Reading passage =>
APLA 1996 & SANDF post-2002 orders of wear
- Next (higher): APLA precedence: Gold Star for Bravery; SANDF precedence: Cross for Bravery;
- Next (lower): APLA succession: Star for Conspicuous Leadership; SANDF succession: Star for Bravery in Silver;

= Bravery Star in Silver =

The Bravery Star in Silver, post-nominal letters BSS, was instituted by the President of the Republic of South Africa in April 1996. It was awarded to veteran cadres of the Azanian People's Liberation Army, the military wing of the Pan Africanist Congress, who had distinguished themselves during "the struggle" by performing acts of bravery.

==Azanian People's Liberation Army==
The Azanian People's Liberation Army (APLA) was the para-military wing of the Pan Africanist Congress (PAC). It was established in 1961 to wage an armed "struggle" against the Nationalist government inside South Africa. On 27 April 1994 the Azanian People's Liberation Army was amalgamated with six other military forces into the South African National Defence Force (SANDF).

==Institution==
The Bravery Star in Silver, post-nominal letters BSS, was instituted by the President of South Africa in April 1996. It is the middle award of a set of three decorations for bravery, along with the Gold Star for Bravery and the Star for Conspicuous Leadership.

The Azanian People's Liberation Army's military decorations and medals were modeled on those of the Republic of South Africa and these three decorations are the approximate equivalents of, respectively, the Honoris Crux Gold, the Honoris Crux (1975) and the Pro Virtute Decoration.

Supplied material =>
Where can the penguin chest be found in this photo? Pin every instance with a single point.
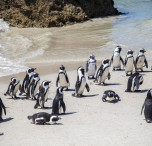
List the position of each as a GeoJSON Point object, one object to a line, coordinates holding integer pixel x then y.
{"type": "Point", "coordinates": [130, 64]}
{"type": "Point", "coordinates": [140, 62]}
{"type": "Point", "coordinates": [116, 61]}
{"type": "Point", "coordinates": [104, 75]}
{"type": "Point", "coordinates": [91, 69]}
{"type": "Point", "coordinates": [63, 82]}
{"type": "Point", "coordinates": [82, 86]}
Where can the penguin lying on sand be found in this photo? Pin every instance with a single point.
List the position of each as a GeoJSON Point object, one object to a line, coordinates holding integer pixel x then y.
{"type": "Point", "coordinates": [63, 78]}
{"type": "Point", "coordinates": [141, 59]}
{"type": "Point", "coordinates": [2, 107]}
{"type": "Point", "coordinates": [44, 118]}
{"type": "Point", "coordinates": [13, 87]}
{"type": "Point", "coordinates": [81, 83]}
{"type": "Point", "coordinates": [103, 72]}
{"type": "Point", "coordinates": [91, 67]}
{"type": "Point", "coordinates": [110, 95]}
{"type": "Point", "coordinates": [42, 96]}
{"type": "Point", "coordinates": [147, 106]}
{"type": "Point", "coordinates": [58, 102]}
{"type": "Point", "coordinates": [116, 58]}
{"type": "Point", "coordinates": [134, 81]}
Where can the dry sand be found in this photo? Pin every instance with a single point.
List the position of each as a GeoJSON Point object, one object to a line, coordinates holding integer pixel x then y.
{"type": "Point", "coordinates": [88, 121]}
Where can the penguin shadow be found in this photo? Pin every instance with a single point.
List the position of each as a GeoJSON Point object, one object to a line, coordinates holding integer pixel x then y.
{"type": "Point", "coordinates": [6, 120]}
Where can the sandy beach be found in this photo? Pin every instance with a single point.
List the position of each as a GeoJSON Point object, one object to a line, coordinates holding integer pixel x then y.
{"type": "Point", "coordinates": [88, 120]}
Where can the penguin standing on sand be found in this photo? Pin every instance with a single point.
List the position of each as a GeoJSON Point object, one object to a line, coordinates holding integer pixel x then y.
{"type": "Point", "coordinates": [63, 78]}
{"type": "Point", "coordinates": [103, 72]}
{"type": "Point", "coordinates": [42, 96]}
{"type": "Point", "coordinates": [129, 62]}
{"type": "Point", "coordinates": [116, 58]}
{"type": "Point", "coordinates": [13, 87]}
{"type": "Point", "coordinates": [134, 81]}
{"type": "Point", "coordinates": [2, 107]}
{"type": "Point", "coordinates": [91, 67]}
{"type": "Point", "coordinates": [34, 86]}
{"type": "Point", "coordinates": [58, 102]}
{"type": "Point", "coordinates": [44, 118]}
{"type": "Point", "coordinates": [27, 80]}
{"type": "Point", "coordinates": [147, 106]}
{"type": "Point", "coordinates": [81, 83]}
{"type": "Point", "coordinates": [141, 59]}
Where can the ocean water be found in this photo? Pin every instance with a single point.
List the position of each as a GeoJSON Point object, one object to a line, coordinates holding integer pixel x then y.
{"type": "Point", "coordinates": [19, 47]}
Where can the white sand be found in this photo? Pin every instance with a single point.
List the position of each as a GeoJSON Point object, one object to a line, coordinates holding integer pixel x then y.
{"type": "Point", "coordinates": [88, 121]}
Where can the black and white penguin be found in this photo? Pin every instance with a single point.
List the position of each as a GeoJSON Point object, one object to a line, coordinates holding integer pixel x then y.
{"type": "Point", "coordinates": [27, 80]}
{"type": "Point", "coordinates": [58, 102]}
{"type": "Point", "coordinates": [44, 118]}
{"type": "Point", "coordinates": [91, 67]}
{"type": "Point", "coordinates": [147, 106]}
{"type": "Point", "coordinates": [103, 72]}
{"type": "Point", "coordinates": [110, 96]}
{"type": "Point", "coordinates": [42, 95]}
{"type": "Point", "coordinates": [129, 62]}
{"type": "Point", "coordinates": [13, 87]}
{"type": "Point", "coordinates": [116, 58]}
{"type": "Point", "coordinates": [81, 83]}
{"type": "Point", "coordinates": [33, 87]}
{"type": "Point", "coordinates": [2, 107]}
{"type": "Point", "coordinates": [134, 81]}
{"type": "Point", "coordinates": [63, 78]}
{"type": "Point", "coordinates": [141, 59]}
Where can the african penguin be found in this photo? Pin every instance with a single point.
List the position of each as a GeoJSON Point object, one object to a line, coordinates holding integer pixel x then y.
{"type": "Point", "coordinates": [147, 106]}
{"type": "Point", "coordinates": [13, 87]}
{"type": "Point", "coordinates": [110, 96]}
{"type": "Point", "coordinates": [58, 102]}
{"type": "Point", "coordinates": [27, 80]}
{"type": "Point", "coordinates": [34, 86]}
{"type": "Point", "coordinates": [129, 62]}
{"type": "Point", "coordinates": [103, 72]}
{"type": "Point", "coordinates": [134, 81]}
{"type": "Point", "coordinates": [63, 78]}
{"type": "Point", "coordinates": [44, 118]}
{"type": "Point", "coordinates": [91, 67]}
{"type": "Point", "coordinates": [141, 59]}
{"type": "Point", "coordinates": [42, 95]}
{"type": "Point", "coordinates": [81, 83]}
{"type": "Point", "coordinates": [2, 107]}
{"type": "Point", "coordinates": [116, 58]}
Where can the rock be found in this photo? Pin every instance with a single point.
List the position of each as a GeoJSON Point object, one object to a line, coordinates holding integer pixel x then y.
{"type": "Point", "coordinates": [53, 13]}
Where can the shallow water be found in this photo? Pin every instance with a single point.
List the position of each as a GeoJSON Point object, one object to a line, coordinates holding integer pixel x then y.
{"type": "Point", "coordinates": [74, 43]}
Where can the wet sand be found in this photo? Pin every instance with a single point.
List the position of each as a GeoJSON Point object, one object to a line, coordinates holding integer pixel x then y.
{"type": "Point", "coordinates": [88, 120]}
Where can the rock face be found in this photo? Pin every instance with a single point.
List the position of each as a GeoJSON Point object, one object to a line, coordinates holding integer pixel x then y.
{"type": "Point", "coordinates": [51, 13]}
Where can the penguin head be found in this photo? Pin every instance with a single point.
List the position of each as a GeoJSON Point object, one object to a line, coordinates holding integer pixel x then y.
{"type": "Point", "coordinates": [60, 90]}
{"type": "Point", "coordinates": [149, 94]}
{"type": "Point", "coordinates": [118, 49]}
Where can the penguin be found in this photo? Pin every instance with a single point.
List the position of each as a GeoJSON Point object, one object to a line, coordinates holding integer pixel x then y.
{"type": "Point", "coordinates": [147, 106]}
{"type": "Point", "coordinates": [2, 107]}
{"type": "Point", "coordinates": [62, 78]}
{"type": "Point", "coordinates": [81, 83]}
{"type": "Point", "coordinates": [13, 87]}
{"type": "Point", "coordinates": [91, 67]}
{"type": "Point", "coordinates": [134, 81]}
{"type": "Point", "coordinates": [140, 60]}
{"type": "Point", "coordinates": [116, 58]}
{"type": "Point", "coordinates": [42, 96]}
{"type": "Point", "coordinates": [58, 102]}
{"type": "Point", "coordinates": [27, 80]}
{"type": "Point", "coordinates": [33, 87]}
{"type": "Point", "coordinates": [43, 118]}
{"type": "Point", "coordinates": [103, 72]}
{"type": "Point", "coordinates": [129, 62]}
{"type": "Point", "coordinates": [110, 96]}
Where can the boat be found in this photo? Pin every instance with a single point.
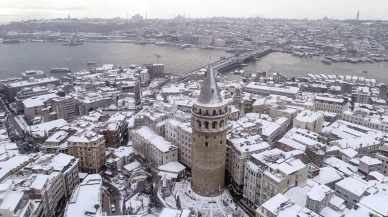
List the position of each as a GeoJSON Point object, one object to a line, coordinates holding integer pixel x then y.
{"type": "Point", "coordinates": [59, 70]}
{"type": "Point", "coordinates": [352, 60]}
{"type": "Point", "coordinates": [326, 61]}
{"type": "Point", "coordinates": [11, 41]}
{"type": "Point", "coordinates": [73, 42]}
{"type": "Point", "coordinates": [161, 43]}
{"type": "Point", "coordinates": [186, 45]}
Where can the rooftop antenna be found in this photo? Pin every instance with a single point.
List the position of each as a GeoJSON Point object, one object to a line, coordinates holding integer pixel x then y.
{"type": "Point", "coordinates": [6, 151]}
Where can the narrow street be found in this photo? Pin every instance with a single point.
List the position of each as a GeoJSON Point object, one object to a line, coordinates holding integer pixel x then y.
{"type": "Point", "coordinates": [111, 198]}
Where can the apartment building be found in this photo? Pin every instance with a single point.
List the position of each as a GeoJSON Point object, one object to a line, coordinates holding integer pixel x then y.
{"type": "Point", "coordinates": [368, 164]}
{"type": "Point", "coordinates": [185, 143]}
{"type": "Point", "coordinates": [351, 189]}
{"type": "Point", "coordinates": [89, 148]}
{"type": "Point", "coordinates": [382, 155]}
{"type": "Point", "coordinates": [239, 149]}
{"type": "Point", "coordinates": [50, 178]}
{"type": "Point", "coordinates": [309, 120]}
{"type": "Point", "coordinates": [364, 118]}
{"type": "Point", "coordinates": [330, 104]}
{"type": "Point", "coordinates": [28, 92]}
{"type": "Point", "coordinates": [269, 173]}
{"type": "Point", "coordinates": [14, 204]}
{"type": "Point", "coordinates": [152, 147]}
{"type": "Point", "coordinates": [11, 89]}
{"type": "Point", "coordinates": [264, 90]}
{"type": "Point", "coordinates": [64, 107]}
{"type": "Point", "coordinates": [279, 206]}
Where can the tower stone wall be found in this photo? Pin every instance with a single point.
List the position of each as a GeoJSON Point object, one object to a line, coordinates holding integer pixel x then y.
{"type": "Point", "coordinates": [209, 150]}
{"type": "Point", "coordinates": [209, 123]}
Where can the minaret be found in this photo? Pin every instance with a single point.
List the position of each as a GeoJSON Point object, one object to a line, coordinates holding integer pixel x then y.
{"type": "Point", "coordinates": [209, 121]}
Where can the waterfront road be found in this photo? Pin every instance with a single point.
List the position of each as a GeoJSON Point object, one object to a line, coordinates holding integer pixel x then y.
{"type": "Point", "coordinates": [15, 126]}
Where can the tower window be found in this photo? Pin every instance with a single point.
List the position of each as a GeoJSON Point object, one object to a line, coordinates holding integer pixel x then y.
{"type": "Point", "coordinates": [221, 123]}
{"type": "Point", "coordinates": [198, 124]}
{"type": "Point", "coordinates": [206, 125]}
{"type": "Point", "coordinates": [214, 124]}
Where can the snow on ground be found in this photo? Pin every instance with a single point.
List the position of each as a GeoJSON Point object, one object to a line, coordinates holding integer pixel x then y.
{"type": "Point", "coordinates": [202, 204]}
{"type": "Point", "coordinates": [139, 202]}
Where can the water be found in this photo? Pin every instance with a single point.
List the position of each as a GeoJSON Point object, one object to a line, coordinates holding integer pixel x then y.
{"type": "Point", "coordinates": [292, 66]}
{"type": "Point", "coordinates": [17, 58]}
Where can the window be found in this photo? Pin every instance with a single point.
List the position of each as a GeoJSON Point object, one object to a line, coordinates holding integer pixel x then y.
{"type": "Point", "coordinates": [214, 124]}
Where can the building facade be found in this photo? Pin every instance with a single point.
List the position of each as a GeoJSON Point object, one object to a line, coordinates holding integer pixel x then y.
{"type": "Point", "coordinates": [89, 148]}
{"type": "Point", "coordinates": [209, 126]}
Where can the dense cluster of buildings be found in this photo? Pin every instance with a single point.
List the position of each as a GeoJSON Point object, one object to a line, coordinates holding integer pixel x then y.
{"type": "Point", "coordinates": [307, 146]}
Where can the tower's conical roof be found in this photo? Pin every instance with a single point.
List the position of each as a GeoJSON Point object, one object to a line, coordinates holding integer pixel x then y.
{"type": "Point", "coordinates": [210, 93]}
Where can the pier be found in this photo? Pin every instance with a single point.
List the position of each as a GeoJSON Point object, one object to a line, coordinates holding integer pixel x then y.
{"type": "Point", "coordinates": [233, 61]}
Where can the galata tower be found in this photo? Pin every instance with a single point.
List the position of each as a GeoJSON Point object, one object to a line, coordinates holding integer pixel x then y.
{"type": "Point", "coordinates": [209, 121]}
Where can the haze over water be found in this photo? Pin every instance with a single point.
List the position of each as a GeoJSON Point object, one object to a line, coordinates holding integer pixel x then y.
{"type": "Point", "coordinates": [17, 58]}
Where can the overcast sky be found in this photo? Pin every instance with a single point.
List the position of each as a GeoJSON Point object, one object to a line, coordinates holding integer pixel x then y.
{"type": "Point", "coordinates": [14, 10]}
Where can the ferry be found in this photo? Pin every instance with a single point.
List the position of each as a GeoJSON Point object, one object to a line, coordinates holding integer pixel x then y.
{"type": "Point", "coordinates": [185, 46]}
{"type": "Point", "coordinates": [73, 42]}
{"type": "Point", "coordinates": [326, 61]}
{"type": "Point", "coordinates": [11, 41]}
{"type": "Point", "coordinates": [59, 70]}
{"type": "Point", "coordinates": [161, 43]}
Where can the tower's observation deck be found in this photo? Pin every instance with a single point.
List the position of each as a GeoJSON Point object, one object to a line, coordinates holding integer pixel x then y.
{"type": "Point", "coordinates": [209, 122]}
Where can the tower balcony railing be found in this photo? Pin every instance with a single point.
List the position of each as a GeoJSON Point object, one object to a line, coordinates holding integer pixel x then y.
{"type": "Point", "coordinates": [210, 115]}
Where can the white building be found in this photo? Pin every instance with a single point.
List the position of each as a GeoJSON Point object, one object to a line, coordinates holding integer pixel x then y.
{"type": "Point", "coordinates": [309, 120]}
{"type": "Point", "coordinates": [14, 204]}
{"type": "Point", "coordinates": [271, 172]}
{"type": "Point", "coordinates": [87, 198]}
{"type": "Point", "coordinates": [185, 143]}
{"type": "Point", "coordinates": [363, 94]}
{"type": "Point", "coordinates": [330, 104]}
{"type": "Point", "coordinates": [279, 206]}
{"type": "Point", "coordinates": [366, 119]}
{"type": "Point", "coordinates": [262, 89]}
{"type": "Point", "coordinates": [152, 147]}
{"type": "Point", "coordinates": [239, 149]}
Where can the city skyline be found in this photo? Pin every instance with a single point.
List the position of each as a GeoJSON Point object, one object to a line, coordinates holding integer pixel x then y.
{"type": "Point", "coordinates": [299, 9]}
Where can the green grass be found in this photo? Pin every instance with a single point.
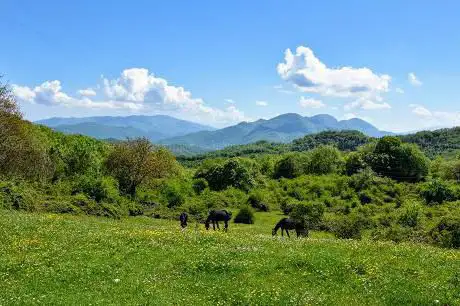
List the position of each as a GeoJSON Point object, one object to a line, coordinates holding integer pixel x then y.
{"type": "Point", "coordinates": [70, 260]}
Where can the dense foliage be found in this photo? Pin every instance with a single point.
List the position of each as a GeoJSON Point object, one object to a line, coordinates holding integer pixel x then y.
{"type": "Point", "coordinates": [339, 182]}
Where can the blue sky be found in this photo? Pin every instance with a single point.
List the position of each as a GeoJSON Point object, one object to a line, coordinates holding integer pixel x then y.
{"type": "Point", "coordinates": [393, 63]}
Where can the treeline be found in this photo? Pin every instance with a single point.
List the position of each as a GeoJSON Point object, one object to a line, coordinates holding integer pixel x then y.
{"type": "Point", "coordinates": [445, 142]}
{"type": "Point", "coordinates": [341, 182]}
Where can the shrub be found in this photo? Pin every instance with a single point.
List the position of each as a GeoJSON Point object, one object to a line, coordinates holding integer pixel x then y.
{"type": "Point", "coordinates": [410, 216]}
{"type": "Point", "coordinates": [98, 188]}
{"type": "Point", "coordinates": [350, 226]}
{"type": "Point", "coordinates": [288, 167]}
{"type": "Point", "coordinates": [436, 192]}
{"type": "Point", "coordinates": [199, 185]}
{"type": "Point", "coordinates": [309, 214]}
{"type": "Point", "coordinates": [245, 215]}
{"type": "Point", "coordinates": [61, 205]}
{"type": "Point", "coordinates": [18, 196]}
{"type": "Point", "coordinates": [173, 196]}
{"type": "Point", "coordinates": [325, 160]}
{"type": "Point", "coordinates": [256, 201]}
{"type": "Point", "coordinates": [233, 173]}
{"type": "Point", "coordinates": [447, 232]}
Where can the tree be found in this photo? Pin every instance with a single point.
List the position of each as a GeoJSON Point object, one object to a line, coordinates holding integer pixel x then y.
{"type": "Point", "coordinates": [399, 161]}
{"type": "Point", "coordinates": [134, 161]}
{"type": "Point", "coordinates": [8, 103]}
{"type": "Point", "coordinates": [23, 151]}
{"type": "Point", "coordinates": [354, 163]}
{"type": "Point", "coordinates": [289, 167]}
{"type": "Point", "coordinates": [325, 160]}
{"type": "Point", "coordinates": [233, 173]}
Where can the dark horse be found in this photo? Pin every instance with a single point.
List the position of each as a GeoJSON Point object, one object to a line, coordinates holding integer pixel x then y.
{"type": "Point", "coordinates": [218, 215]}
{"type": "Point", "coordinates": [183, 220]}
{"type": "Point", "coordinates": [287, 224]}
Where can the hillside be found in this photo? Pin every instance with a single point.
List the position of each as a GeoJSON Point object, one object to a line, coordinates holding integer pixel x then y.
{"type": "Point", "coordinates": [82, 260]}
{"type": "Point", "coordinates": [283, 129]}
{"type": "Point", "coordinates": [154, 128]}
{"type": "Point", "coordinates": [444, 142]}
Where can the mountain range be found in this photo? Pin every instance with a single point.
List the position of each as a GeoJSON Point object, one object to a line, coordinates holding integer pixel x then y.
{"type": "Point", "coordinates": [154, 128]}
{"type": "Point", "coordinates": [283, 128]}
{"type": "Point", "coordinates": [171, 132]}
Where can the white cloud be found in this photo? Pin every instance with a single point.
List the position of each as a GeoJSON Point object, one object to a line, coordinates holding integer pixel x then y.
{"type": "Point", "coordinates": [308, 74]}
{"type": "Point", "coordinates": [136, 90]}
{"type": "Point", "coordinates": [349, 116]}
{"type": "Point", "coordinates": [281, 89]}
{"type": "Point", "coordinates": [311, 103]}
{"type": "Point", "coordinates": [413, 79]}
{"type": "Point", "coordinates": [439, 118]}
{"type": "Point", "coordinates": [88, 92]}
{"type": "Point", "coordinates": [363, 103]}
{"type": "Point", "coordinates": [261, 103]}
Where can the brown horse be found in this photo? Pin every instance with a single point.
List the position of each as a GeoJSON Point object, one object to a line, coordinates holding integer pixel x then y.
{"type": "Point", "coordinates": [218, 215]}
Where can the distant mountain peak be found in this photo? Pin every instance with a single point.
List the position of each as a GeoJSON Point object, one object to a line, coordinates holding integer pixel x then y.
{"type": "Point", "coordinates": [282, 128]}
{"type": "Point", "coordinates": [154, 127]}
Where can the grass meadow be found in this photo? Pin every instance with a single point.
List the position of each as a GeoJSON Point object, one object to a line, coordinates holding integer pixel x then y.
{"type": "Point", "coordinates": [78, 260]}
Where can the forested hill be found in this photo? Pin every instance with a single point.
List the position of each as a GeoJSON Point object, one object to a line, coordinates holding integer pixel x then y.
{"type": "Point", "coordinates": [445, 142]}
{"type": "Point", "coordinates": [284, 128]}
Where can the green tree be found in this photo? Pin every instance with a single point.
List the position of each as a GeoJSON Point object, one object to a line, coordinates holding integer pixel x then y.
{"type": "Point", "coordinates": [290, 166]}
{"type": "Point", "coordinates": [402, 162]}
{"type": "Point", "coordinates": [134, 161]}
{"type": "Point", "coordinates": [233, 173]}
{"type": "Point", "coordinates": [325, 160]}
{"type": "Point", "coordinates": [23, 149]}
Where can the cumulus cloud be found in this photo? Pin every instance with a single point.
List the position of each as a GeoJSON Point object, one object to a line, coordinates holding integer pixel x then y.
{"type": "Point", "coordinates": [88, 92]}
{"type": "Point", "coordinates": [349, 116]}
{"type": "Point", "coordinates": [135, 89]}
{"type": "Point", "coordinates": [363, 103]}
{"type": "Point", "coordinates": [261, 103]}
{"type": "Point", "coordinates": [432, 117]}
{"type": "Point", "coordinates": [420, 110]}
{"type": "Point", "coordinates": [311, 103]}
{"type": "Point", "coordinates": [308, 74]}
{"type": "Point", "coordinates": [413, 79]}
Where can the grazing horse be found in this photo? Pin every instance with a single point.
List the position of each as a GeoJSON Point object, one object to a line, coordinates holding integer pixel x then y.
{"type": "Point", "coordinates": [218, 215]}
{"type": "Point", "coordinates": [287, 224]}
{"type": "Point", "coordinates": [183, 220]}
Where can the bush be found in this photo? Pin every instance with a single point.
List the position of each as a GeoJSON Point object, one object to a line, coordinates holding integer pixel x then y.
{"type": "Point", "coordinates": [325, 160]}
{"type": "Point", "coordinates": [199, 185]}
{"type": "Point", "coordinates": [256, 201]}
{"type": "Point", "coordinates": [233, 173]}
{"type": "Point", "coordinates": [290, 166]}
{"type": "Point", "coordinates": [436, 192]}
{"type": "Point", "coordinates": [98, 188]}
{"type": "Point", "coordinates": [350, 226]}
{"type": "Point", "coordinates": [410, 216]}
{"type": "Point", "coordinates": [245, 216]}
{"type": "Point", "coordinates": [173, 196]}
{"type": "Point", "coordinates": [309, 214]}
{"type": "Point", "coordinates": [18, 196]}
{"type": "Point", "coordinates": [447, 232]}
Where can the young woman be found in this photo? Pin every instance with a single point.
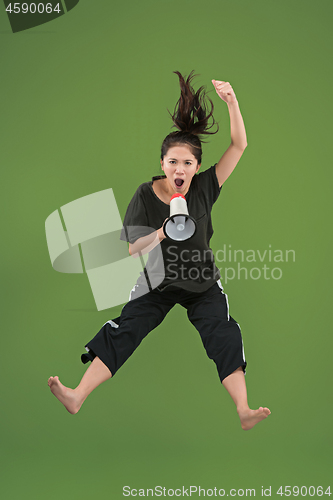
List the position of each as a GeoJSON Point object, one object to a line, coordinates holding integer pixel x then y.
{"type": "Point", "coordinates": [189, 277]}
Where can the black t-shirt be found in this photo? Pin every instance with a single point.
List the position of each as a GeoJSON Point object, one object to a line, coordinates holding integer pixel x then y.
{"type": "Point", "coordinates": [187, 264]}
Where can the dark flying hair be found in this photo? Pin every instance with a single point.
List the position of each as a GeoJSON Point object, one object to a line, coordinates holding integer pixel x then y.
{"type": "Point", "coordinates": [191, 116]}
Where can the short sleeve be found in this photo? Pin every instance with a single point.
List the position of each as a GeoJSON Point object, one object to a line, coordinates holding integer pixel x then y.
{"type": "Point", "coordinates": [209, 184]}
{"type": "Point", "coordinates": [136, 220]}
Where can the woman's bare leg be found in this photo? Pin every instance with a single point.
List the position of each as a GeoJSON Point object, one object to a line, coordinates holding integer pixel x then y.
{"type": "Point", "coordinates": [72, 399]}
{"type": "Point", "coordinates": [235, 385]}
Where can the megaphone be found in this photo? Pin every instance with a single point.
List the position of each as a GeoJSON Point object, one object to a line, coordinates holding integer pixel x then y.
{"type": "Point", "coordinates": [180, 226]}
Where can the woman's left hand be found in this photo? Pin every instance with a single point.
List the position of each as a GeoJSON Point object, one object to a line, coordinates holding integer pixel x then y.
{"type": "Point", "coordinates": [225, 91]}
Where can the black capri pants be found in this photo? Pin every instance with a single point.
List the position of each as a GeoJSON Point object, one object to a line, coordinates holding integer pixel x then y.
{"type": "Point", "coordinates": [208, 311]}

Problem details => Copy the passage on the Bravery Star in Silver from "APLA 1996 &" to "acts of bravery.".

The completed task =>
APLA 1996 & SANDF post-2002 orders of wear
- Next (higher): APLA precedence: Gold Star for Bravery; SANDF precedence: Cross for Bravery;
- Next (lower): APLA succession: Star for Conspicuous Leadership; SANDF succession: Star for Bravery in Silver;

= Bravery Star in Silver =

The Bravery Star in Silver, post-nominal letters BSS, was instituted by the President of the Republic of South Africa in April 1996. It was awarded to veteran cadres of the Azanian People's Liberation Army, the military wing of the Pan Africanist Congress, who had distinguished themselves during "the struggle" by performing acts of bravery.